● Challenge:
Nothing before the line containing "# point: red flower" belongs in the answer; quote that line and all lines after it through the end of the material, word for word.

● Saved data entries:
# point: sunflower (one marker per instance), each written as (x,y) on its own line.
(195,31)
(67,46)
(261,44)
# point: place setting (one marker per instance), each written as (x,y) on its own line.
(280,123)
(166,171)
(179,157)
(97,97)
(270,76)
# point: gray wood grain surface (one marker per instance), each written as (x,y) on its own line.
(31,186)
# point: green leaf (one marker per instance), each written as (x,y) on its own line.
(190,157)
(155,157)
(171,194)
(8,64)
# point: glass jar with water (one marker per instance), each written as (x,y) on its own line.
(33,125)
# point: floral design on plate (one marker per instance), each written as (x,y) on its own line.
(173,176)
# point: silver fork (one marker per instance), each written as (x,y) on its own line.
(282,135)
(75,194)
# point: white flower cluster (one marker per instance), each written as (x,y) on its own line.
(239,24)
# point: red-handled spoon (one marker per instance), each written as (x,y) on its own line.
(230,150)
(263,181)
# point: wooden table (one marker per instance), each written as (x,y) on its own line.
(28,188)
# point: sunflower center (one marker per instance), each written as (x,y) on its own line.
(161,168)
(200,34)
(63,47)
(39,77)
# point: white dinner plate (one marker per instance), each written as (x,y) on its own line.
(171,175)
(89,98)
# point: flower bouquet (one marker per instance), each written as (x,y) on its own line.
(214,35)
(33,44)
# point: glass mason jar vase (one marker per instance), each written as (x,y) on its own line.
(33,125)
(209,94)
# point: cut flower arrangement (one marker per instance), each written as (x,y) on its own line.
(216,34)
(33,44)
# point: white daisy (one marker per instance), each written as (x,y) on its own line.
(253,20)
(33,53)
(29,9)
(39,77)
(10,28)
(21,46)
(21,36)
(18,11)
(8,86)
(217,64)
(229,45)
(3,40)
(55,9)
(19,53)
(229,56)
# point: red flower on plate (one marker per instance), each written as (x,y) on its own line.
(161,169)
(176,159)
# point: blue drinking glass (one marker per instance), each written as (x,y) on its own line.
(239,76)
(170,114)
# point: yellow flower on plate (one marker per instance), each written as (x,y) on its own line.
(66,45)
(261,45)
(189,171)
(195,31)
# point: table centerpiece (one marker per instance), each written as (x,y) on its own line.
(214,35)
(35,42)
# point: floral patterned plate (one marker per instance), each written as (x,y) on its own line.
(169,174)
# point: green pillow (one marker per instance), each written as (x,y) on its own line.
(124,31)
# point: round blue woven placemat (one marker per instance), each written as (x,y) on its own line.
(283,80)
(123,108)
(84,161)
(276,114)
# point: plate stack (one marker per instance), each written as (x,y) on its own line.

● Exercise result:
# point: red flower on plate (one marker per instance), each written as (x,y) on its own line.
(161,169)
(176,159)
# point: blue drinking glass (one marker per instance), each written as (x,y) on its own line.
(239,76)
(170,114)
# point: yellow flower on plate (one marker per instance), each written as (x,y) on its own line.
(66,45)
(261,45)
(189,171)
(195,31)
# point: table centerpiece (one marker per instance), each written as (x,y) on its own line.
(214,35)
(35,42)
# point: floral patterned plate (one marker per instance), each written as (x,y) on its own line.
(169,174)
# point: green pillow (one marker per instance), each written as (x,y) on its own line.
(124,31)
# point: round blue woven placemat (one marker per instance), each written as (x,y) on its own line.
(283,80)
(123,108)
(84,161)
(276,114)
# point: plate stack (one marker per instance), each written as (x,y) on its own line.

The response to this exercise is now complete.